- Excerpt
BEGIN
Title: Rapid attenuation of circadian clock gene oscillations in the rat heart following ischemia-reperfusion Authors
|Kung, Theodore - CASE WSTRN, CLEVELAND, OH|
|Egbejimi, Oluwaseun - BAYLOR COLLEGE MED|
|Cui, Jiajia - CASE WSTRN, CELVELAND, OH|
|Ha, Ngan - BAYLOR COLLEGE MED|
|Durgan, David - BAYLOR COLLEGE MED|
|Essop, M - U CAPE TOWN, S AFRICA|
|Shaw, Chad - BAYLOR COLLEGE MED|
|Hardin, Paul - TAMU, COLLEGE STATION, TX|
|Stanley, William - CASE WSTRN, CLEVELAND, OH|
Submitted to: Journal of Molecular and Cellular Cardiology
Publication Type: Peer Reviewed Journal
Publication Acceptance Date: August 27, 2007
Publication Date: December 1, 2007
Citation: Kung, T.A., Egbejimi, O., Cui, J., Ha, N.P., Durgan, D.J., Essop, M.F., Bray, M.S., Shaw, C.A., Hardin, P.E., Stanley, W.C., Young, M.E. 2007. Rapid attenuation of circadian clock gene oscillations in the rat heart following ischemia-reperfusion. Journal of Molecular and Cellular Cardiology. 43(6):744-753. Interpretive Summary: Nearly every cell in the body contains a set of molecules that regulate daily rhythms in many cellular functions – together these molecules comprise the circadian clock. In heart cells, these circadian clocks appear to regulate some aspects of heart function. The present study tested the idea that loss of oxygen and nutrients to the heart cells resulting from decreased blood flow or blockage of the heart vessels, followed by increased blood flow to the heart, can alter the circadian clock within heart cells. In an experiment that simulated decreased blood flow in the heart followed by increased blood flow, we found that the circadian clock in heart cells was impaired by such events and that this impairment did not appear to be related only to loss of oxygen.
Technical Abstract: The intracellular circadian clock consists of a series of transcriptional modulators that together allow the cell to perceive the time of day. Circadian clocks have been identified within various components of the cardiovascular system (e.g., cardiomyocytes, vascular smooth muscle cells) and possess the potential to regulate numerous aspects of cardiovascular physiology and pathophysiology. The present study tested the hypothesis that ischemia/reperfusion (I/R; 30 min occlusion of the rat left main coronary artery in vivo) alters the circadian clock within the ischemic, versus non-ischemic, region of the heart. Left ventricular anterior (ischemic) and posterior (non-ischemic) regions were isolated from I/R, sham-operated, and naïve rats over a 24-h period, after which mRNAs encoding for both circadian clock components and known clock-controlled genes were quantified. Circadian clock gene oscillations (i.e., peak-to-trough fold differences) were rapidly attenuated in the I/R, versus the non-ischemic, region. Consistent with decreased circadian clock output, we observe a rapid induction of E4BP4 in the ischemic region of the heart at both the mRNA and protein levels. In contrast with I/R, chronic (1 week) hypobaric chamber-induced hypoxia did not attenuate oscillations in circadian clock genes in either the left or right ventricle of the rat heart. In conclusion, these data show that in a rodent model of myocardial I/R, circadian clocks within the ischemic region become rapidly impaired through a mechanism that appears to be independent of hypoxia.
END
- Data listing
BEGIN
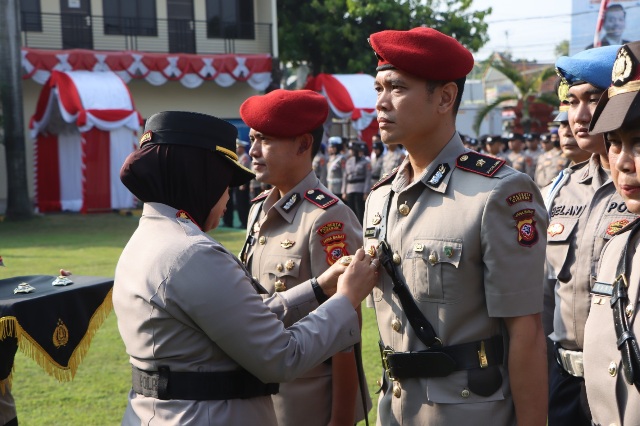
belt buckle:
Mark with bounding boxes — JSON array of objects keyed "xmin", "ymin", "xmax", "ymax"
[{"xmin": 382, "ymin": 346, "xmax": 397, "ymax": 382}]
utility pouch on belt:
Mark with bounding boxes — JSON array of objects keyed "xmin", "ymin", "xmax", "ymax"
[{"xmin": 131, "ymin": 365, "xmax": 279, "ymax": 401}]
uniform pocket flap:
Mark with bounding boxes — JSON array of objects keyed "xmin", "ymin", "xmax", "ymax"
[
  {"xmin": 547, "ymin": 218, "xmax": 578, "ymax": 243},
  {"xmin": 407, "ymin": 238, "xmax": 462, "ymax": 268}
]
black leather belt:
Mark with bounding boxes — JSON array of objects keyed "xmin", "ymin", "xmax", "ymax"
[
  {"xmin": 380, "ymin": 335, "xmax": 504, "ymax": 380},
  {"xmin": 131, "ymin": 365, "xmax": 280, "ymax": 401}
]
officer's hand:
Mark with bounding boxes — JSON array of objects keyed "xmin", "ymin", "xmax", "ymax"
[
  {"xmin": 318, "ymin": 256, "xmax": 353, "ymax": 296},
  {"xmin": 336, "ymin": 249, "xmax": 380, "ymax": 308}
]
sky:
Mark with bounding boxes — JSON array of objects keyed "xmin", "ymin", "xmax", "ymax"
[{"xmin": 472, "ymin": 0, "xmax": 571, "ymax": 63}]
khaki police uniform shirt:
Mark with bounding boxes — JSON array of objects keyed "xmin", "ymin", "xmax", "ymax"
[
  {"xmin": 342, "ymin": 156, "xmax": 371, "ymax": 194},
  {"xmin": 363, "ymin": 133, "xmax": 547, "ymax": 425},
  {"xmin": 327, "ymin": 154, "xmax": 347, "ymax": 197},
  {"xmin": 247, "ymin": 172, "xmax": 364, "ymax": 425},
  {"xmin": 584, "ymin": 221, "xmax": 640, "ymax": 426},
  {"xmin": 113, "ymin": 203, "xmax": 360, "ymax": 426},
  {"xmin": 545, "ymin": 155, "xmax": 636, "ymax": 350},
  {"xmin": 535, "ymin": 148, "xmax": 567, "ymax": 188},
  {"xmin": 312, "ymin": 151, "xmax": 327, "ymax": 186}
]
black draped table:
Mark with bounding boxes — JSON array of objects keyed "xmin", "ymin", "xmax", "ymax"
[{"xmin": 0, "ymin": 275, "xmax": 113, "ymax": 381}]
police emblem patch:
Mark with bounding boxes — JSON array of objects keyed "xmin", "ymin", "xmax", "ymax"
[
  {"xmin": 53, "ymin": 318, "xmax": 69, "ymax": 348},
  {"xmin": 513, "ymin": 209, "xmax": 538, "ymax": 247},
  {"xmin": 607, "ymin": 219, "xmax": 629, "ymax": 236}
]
END
BEGIN
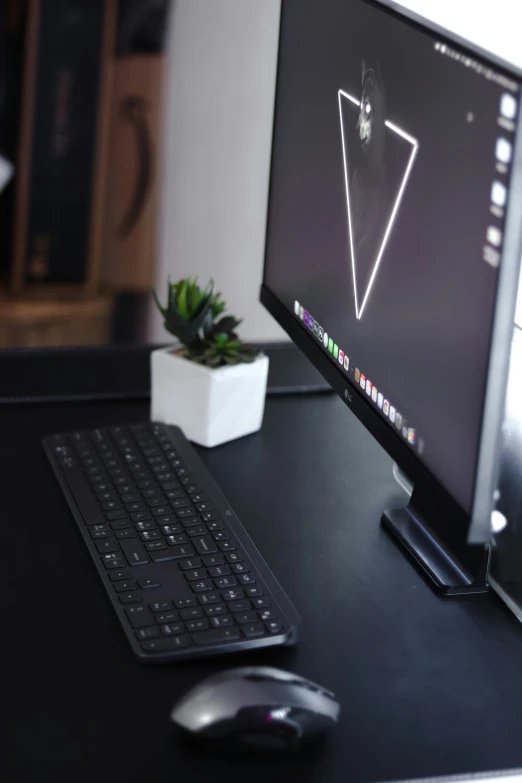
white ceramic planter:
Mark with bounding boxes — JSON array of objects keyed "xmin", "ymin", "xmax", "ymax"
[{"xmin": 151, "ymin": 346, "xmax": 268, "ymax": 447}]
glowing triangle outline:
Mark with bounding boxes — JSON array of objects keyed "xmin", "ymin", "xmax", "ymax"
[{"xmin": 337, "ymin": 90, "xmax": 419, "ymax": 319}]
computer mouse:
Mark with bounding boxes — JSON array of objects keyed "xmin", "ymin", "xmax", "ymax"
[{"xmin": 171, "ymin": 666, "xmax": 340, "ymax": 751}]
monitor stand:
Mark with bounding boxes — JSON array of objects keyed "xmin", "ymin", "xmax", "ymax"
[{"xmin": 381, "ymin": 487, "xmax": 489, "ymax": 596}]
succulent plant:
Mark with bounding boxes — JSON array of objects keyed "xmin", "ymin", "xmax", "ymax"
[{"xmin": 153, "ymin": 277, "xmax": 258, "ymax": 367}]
END
- Task details
Answer these questions using the study summary:
(a) To which journal was the study submitted?
(b) For how long was the rat left main coronary artery occluded in the ischemia/reperfusion procedure?
(c) How long did the hypobaric chamber-induced hypoxia last?
The rows have nothing to do with the study summary.

- Output
(a) Journal of Molecular and Cellular Cardiology
(b) 30 minutes
(c) 1 week